** WHAT THE TASK ASKS **
Retype the passage of the lighting fixture thread starting at "GE makes 6500K" and ending at "less heat trapped.".

** TEXT EXTRACT **
That Perfecto hood had a switch on the back, so I just used it. The wiring is very simple, since the ballasts are in the bulbs. You just connect one white wire and a black wire to each socket, then connect the white wires to the power line white wire, and the black wire to the power line black wire. The power line green wire is the ground, which goes to all metal pieces, from one to another.


----------



## grim

now heres the kicker do you think that switch could hold four lights cause in the car world it will over load almost all switches then you got meled plastic everywere lol


----------



## hoppycalif

I'm not at all sure what the current rating is for that switch. My guess is that it would handle 10 amps, which is about the lowest amperage a 110 volt switch is made for. That would be about 1000 watts, or 4-250 watt bulbs. Even 4-25 watt bulbs would only draw about one amp, so it is very likely that the switch will work fine.


----------



## grim

were did you get your bulbs from cause the biggest k rating i could find was 5500k from walmart lowes and home depot


----------



## hoppycalif

GE makes 6500K CFL bulbs, which I got at my local Ace Hardware store. I haven't seen those bulbs anywhere else. I now have 20 watt bulbs in that fixture, with the glass insert in the hood removed, so I get more light down to the water, and much less heat trapped.


----------



## grim

thank you i will have to check out ace on monday lol


----------



## hoppycalif

Today I started measuring light intensity from this modified fixture, using a PAR meter borrowed from Tom Barr. It is a very revealing test!

First, I wanted to resolve my doubts bout the effectiveness of the simple reflectors I used. To do this I moved the fixture off the tank and put it on a simple stand so I could measure PAR at various locations and distances from the bulbs. The set up is:
















I measured PAR at 11 different locations over the tank footprint area, for 8 different distances from the bulbs. Then I removed the reflectors and measured the PAR at the same locations at 2 different distances from the bulbs. I plotted that data for the location right under the center of the fixture and that looks like:









You can see that I get about twice the light intensity with the reflectors as I do without the reflectors. To me this proves that simple, mylar covered reflectors like this can be extremely effective, especially for those of us with a limited budget for lighting.

** SUPPLIED MATERIAL **
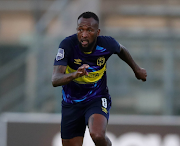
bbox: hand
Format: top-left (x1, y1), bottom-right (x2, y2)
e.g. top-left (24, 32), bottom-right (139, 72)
top-left (135, 68), bottom-right (147, 82)
top-left (75, 64), bottom-right (89, 78)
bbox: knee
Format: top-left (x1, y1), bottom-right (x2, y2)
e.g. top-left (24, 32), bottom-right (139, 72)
top-left (90, 133), bottom-right (105, 144)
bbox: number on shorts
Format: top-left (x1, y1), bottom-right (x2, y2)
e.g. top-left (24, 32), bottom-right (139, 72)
top-left (101, 98), bottom-right (107, 108)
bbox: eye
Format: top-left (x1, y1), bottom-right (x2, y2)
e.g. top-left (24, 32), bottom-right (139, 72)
top-left (77, 28), bottom-right (83, 32)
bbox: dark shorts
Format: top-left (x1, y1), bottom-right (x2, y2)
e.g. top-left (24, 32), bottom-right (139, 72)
top-left (61, 98), bottom-right (111, 139)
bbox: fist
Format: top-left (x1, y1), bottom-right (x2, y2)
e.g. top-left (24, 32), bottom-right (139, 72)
top-left (75, 64), bottom-right (89, 78)
top-left (135, 68), bottom-right (147, 82)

** THE ANSWER **
GE makes 6500K CFL bulbs, which I got at my local Ace Hardware store. I haven't seen those bulbs anywhere else. I now have 20 watt bulbs in that fixture, with the glass insert in the hood removed, so I get more light down to the water, and much less heat trapped.